To return to where I began and the reflection of my Year 8 friend in the meeting, I don’t think life is a test for us about what happens after this life. And neither do I think that Jesus was making responding to the poor as the way to earn our way. The grace of God is a complex mystery that encompasses all, both rich and poor. Yet, as people who may have had an encounter with that grace we are invited to consider again and again how we live in the world.

Paul writing to Timothy

As for those who in the present age are rich, command them not to be haughty, or to set their hopes on the uncertainty of riches but rather on God, who richly provides us with everything for our enjoyment.

They are to do good, to be rich in good works, generous, and ready to share, thus storing up for themselves the treasure of a good foundation for the future, so that they may take hold of the life that really is life. (1 Timothy 6:6-19)

Let us take hold of life that is really life now as we remove the blindfold and live towards others with generosity.

** REQUIRED TASK 1 **
Print the rows below word for word, from the start of the rows through the line containing "point(147, 45)".

** PROVIDED RECORDS **
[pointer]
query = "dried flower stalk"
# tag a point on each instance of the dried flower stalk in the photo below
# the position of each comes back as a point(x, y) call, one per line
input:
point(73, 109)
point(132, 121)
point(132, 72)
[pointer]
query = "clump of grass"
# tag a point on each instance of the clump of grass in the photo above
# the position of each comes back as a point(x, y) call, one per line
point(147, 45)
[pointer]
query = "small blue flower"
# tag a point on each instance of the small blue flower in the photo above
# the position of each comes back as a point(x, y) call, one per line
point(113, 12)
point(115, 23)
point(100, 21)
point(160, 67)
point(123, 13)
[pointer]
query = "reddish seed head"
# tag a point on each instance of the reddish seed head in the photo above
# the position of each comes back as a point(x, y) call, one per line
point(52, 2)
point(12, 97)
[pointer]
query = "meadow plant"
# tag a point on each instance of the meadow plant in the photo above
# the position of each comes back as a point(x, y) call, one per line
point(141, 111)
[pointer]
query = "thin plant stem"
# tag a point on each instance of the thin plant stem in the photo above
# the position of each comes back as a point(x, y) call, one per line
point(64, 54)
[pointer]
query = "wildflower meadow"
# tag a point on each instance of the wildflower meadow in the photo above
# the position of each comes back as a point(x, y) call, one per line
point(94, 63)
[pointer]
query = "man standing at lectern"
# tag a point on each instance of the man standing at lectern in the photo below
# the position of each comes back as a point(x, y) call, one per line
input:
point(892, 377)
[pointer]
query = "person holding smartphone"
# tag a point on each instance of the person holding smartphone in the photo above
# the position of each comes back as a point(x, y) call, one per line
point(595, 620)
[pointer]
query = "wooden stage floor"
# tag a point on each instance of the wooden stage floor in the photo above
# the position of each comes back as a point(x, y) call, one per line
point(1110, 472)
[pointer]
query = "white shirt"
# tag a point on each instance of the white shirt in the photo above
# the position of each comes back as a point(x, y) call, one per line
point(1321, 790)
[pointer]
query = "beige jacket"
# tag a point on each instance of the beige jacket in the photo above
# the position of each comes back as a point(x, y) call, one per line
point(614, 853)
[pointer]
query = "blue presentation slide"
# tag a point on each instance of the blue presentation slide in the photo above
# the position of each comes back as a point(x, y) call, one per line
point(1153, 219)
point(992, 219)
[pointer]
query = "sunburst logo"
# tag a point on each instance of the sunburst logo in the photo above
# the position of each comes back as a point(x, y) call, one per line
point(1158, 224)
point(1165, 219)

** REQUIRED TASK 2 **
In the reflection above, what are the rich told to set their hopes on instead of the uncertainty of riches?

** TASK ANSWER 1 **
[pointer]
query = "dried flower stalk"
# tag a point on each instance of the dried flower stalk in the photo below
# the position of each comes back as a point(x, y) call, one per line
input:
point(73, 109)
point(132, 121)
point(132, 72)
[pointer]
query = "clump of grass"
# tag a point on each instance of the clump of grass in the photo above
# the position of each comes back as a point(x, y) call, one per line
point(147, 45)

** TASK ANSWER 2 **
On God, who richly provides us with everything for our enjoyment.